* Start Stored data *
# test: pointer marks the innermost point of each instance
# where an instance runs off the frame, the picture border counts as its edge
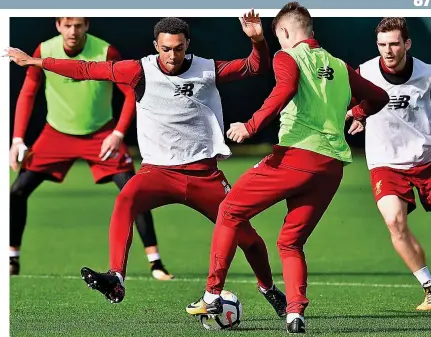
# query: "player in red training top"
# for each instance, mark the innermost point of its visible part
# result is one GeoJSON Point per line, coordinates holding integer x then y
{"type": "Point", "coordinates": [181, 137]}
{"type": "Point", "coordinates": [79, 126]}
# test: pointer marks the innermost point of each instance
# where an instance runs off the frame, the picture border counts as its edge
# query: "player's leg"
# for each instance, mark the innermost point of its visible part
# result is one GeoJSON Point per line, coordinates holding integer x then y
{"type": "Point", "coordinates": [47, 159]}
{"type": "Point", "coordinates": [25, 183]}
{"type": "Point", "coordinates": [256, 190]}
{"type": "Point", "coordinates": [305, 211]}
{"type": "Point", "coordinates": [249, 241]}
{"type": "Point", "coordinates": [149, 188]}
{"type": "Point", "coordinates": [120, 169]}
{"type": "Point", "coordinates": [145, 226]}
{"type": "Point", "coordinates": [421, 178]}
{"type": "Point", "coordinates": [395, 199]}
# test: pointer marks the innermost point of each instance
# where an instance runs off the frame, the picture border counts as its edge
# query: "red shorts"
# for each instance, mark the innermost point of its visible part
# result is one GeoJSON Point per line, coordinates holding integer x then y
* End Stored data *
In your copy of the records, include no pictures; repeat everything else exactly.

# test: pointer marks the innermost point of each instance
# where an instance runs off the frame, the picture border counts as its edge
# query: "player in red training top"
# for each instance, mark the innermost point of its visible part
# result is one GeoJSON Point per line, coordinates holding integer x then y
{"type": "Point", "coordinates": [181, 137]}
{"type": "Point", "coordinates": [79, 126]}
# test: pointer marks the innermost point of each instance
# where an instance runs off the frame, the picture border counts as its edge
# query: "player's leg"
# for each instance, mark the innermost point of its visible part
# result is one GeoJSON Point per line, coordinates holding integer x then y
{"type": "Point", "coordinates": [47, 159]}
{"type": "Point", "coordinates": [25, 183]}
{"type": "Point", "coordinates": [256, 190]}
{"type": "Point", "coordinates": [305, 211]}
{"type": "Point", "coordinates": [249, 241]}
{"type": "Point", "coordinates": [149, 188]}
{"type": "Point", "coordinates": [120, 169]}
{"type": "Point", "coordinates": [145, 226]}
{"type": "Point", "coordinates": [421, 178]}
{"type": "Point", "coordinates": [395, 199]}
# test: pointer marks the innermost point of each instance
# where an instance runs off the frame, the picture border counts as its edge
# query: "red shorts"
# for each instance, mark the innermost point of its visible part
# result is one GeoJSON Point per line, coordinates holding integer x then y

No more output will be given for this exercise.